(A run of records)
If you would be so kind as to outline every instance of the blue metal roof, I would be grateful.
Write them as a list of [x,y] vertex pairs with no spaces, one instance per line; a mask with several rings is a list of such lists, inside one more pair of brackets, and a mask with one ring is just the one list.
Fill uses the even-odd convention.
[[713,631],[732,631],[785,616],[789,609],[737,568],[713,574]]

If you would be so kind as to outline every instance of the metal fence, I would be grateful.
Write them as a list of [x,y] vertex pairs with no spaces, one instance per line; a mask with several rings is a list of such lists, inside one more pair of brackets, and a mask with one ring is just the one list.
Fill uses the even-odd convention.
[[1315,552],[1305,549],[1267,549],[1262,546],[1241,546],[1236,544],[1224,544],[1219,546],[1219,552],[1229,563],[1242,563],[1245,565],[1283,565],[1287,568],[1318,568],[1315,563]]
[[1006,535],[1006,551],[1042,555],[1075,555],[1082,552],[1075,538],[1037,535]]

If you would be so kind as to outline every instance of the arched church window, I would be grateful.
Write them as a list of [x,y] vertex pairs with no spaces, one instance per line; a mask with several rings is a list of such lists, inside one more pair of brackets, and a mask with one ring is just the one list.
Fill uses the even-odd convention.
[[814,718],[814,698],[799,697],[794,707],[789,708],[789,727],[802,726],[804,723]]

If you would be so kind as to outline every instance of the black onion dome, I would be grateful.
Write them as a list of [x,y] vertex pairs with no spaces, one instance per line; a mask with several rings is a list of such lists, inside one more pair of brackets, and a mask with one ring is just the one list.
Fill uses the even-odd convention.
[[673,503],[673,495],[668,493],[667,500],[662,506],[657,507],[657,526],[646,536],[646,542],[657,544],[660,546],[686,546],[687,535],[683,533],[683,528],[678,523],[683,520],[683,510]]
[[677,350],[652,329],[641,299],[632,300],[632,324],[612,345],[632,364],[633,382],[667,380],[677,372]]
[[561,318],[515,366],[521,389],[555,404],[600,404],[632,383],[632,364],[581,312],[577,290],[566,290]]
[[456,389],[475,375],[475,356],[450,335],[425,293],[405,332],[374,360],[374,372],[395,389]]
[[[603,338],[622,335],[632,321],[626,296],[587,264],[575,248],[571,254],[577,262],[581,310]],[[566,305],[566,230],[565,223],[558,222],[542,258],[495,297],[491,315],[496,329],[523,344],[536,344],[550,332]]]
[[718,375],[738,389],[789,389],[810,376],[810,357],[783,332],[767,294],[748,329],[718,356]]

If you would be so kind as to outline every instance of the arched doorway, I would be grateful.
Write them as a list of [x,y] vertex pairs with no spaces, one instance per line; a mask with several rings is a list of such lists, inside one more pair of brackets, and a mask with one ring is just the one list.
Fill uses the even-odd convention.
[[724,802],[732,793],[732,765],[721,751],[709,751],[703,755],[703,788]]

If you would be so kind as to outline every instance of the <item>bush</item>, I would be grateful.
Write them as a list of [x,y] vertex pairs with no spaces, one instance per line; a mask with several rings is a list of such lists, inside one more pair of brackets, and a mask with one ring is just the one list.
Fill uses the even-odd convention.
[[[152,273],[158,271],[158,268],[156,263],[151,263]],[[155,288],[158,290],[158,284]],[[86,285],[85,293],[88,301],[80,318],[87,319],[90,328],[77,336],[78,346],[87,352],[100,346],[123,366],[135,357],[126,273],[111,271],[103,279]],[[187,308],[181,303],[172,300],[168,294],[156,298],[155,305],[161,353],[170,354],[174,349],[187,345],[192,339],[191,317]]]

What is being asked - Turn every line of the data above into a Markdown table with the columns Row and Line. Number each line and leave out the blank ones.

Expected answer -
| Row | Line |
|---|---|
| 1 | If you would be so kind as to outline every instance of the blue metal roof, I would be grateful. |
| 2 | Write them as a list of [x,y] vertex pairs with no spaces, one instance per line; a mask with several rings is a list of such lists, inside one more pair of brackets, and a mask with one ring is just the one list. |
| 3 | Fill uses the even-odd convention. |
| 4 | [[713,631],[732,631],[785,616],[789,609],[737,568],[713,574]] |
| 5 | If you would be so kind as to outline every instance of the metal fence, I would be grateful. |
| 6 | Write them as a list of [x,y] vertex pairs with no spaces, one instance per line; a mask with several rings is a list of such lists, inside one more pair of brackets, and a mask with one ring is just the one list. |
| 7 | Fill uses the even-odd convention. |
| 8 | [[1315,552],[1305,549],[1267,549],[1262,546],[1241,546],[1236,544],[1224,544],[1219,546],[1219,552],[1229,563],[1242,563],[1245,565],[1283,565],[1287,568],[1318,568],[1315,563]] |
| 9 | [[1006,535],[1006,551],[1042,555],[1075,555],[1082,552],[1075,538],[1037,535]] |
| 10 | If you would be so kind as to outline every instance of the arched church window, I would be grateful. |
| 11 | Write them as a list of [x,y] vertex pairs with no spaces, one instance per line; a mask with several rings is a list of such lists, inside one more pair of brackets, and a mask with one ring is just the one list. |
| 12 | Fill uses the even-odd convention. |
| 13 | [[814,718],[814,698],[799,697],[794,707],[789,708],[789,727],[802,726],[804,723]] |
| 14 | If you would be so kind as to outline every instance of the black onion dome, I would be grateful. |
| 15 | Write them as a list of [x,y] vertex pairs with no spaces, one instance per line; a mask with several rings is a list of such lists, inside one more pair of brackets, and a mask with one ring is just the one list. |
| 16 | Fill uses the even-odd convention. |
| 17 | [[673,503],[673,495],[668,493],[667,500],[662,506],[657,507],[657,526],[646,536],[646,542],[657,544],[660,546],[686,546],[687,535],[683,533],[683,528],[678,523],[683,520],[683,510]] |
| 18 | [[677,350],[652,329],[641,299],[632,300],[632,324],[612,345],[632,364],[633,382],[667,380],[677,372]] |
| 19 | [[561,318],[515,366],[521,389],[555,404],[600,404],[632,383],[632,364],[581,312],[577,290],[566,290]] |
| 20 | [[456,389],[475,375],[475,356],[450,335],[425,293],[405,332],[374,360],[374,372],[395,389]] |
| 21 | [[[603,338],[622,335],[632,321],[626,296],[587,264],[575,248],[571,254],[577,262],[581,310]],[[566,305],[566,230],[565,223],[558,222],[542,258],[495,297],[491,315],[496,329],[523,344],[536,344],[550,332]]] |
| 22 | [[718,375],[738,389],[789,389],[810,376],[810,357],[783,332],[767,294],[748,329],[718,356]] |
| 23 | If you would be so kind as to outline every instance of the arched doorway, I would be grateful. |
| 24 | Write them as a list of [x,y] vertex pairs with no spaces, one instance per line; a mask with several rings is a list of such lists, inside one more pair of brackets, and a mask with one ring is just the one list. |
| 25 | Fill uses the even-odd convention. |
| 26 | [[724,802],[732,793],[732,765],[721,751],[709,751],[703,755],[703,788]] |
| 27 | If you would be so kind as to outline every instance of the <item>bush</item>, I would be grateful. |
| 28 | Write them as a list of [x,y] vertex pairs with no spaces, one instance per line; a mask with several rings is a list of such lists, inside one more pair of brackets, and a mask with one ring is just the one list. |
| 29 | Fill uses the even-odd convention. |
| 30 | [[[152,273],[158,271],[158,268],[156,263],[151,263]],[[155,288],[158,290],[158,284]],[[86,285],[85,293],[88,301],[80,318],[87,319],[90,328],[77,336],[78,346],[87,352],[100,346],[123,366],[135,357],[126,273],[111,271],[103,279]],[[187,308],[181,303],[172,300],[168,294],[156,298],[155,305],[161,353],[170,354],[174,349],[187,345],[192,339],[191,317]]] |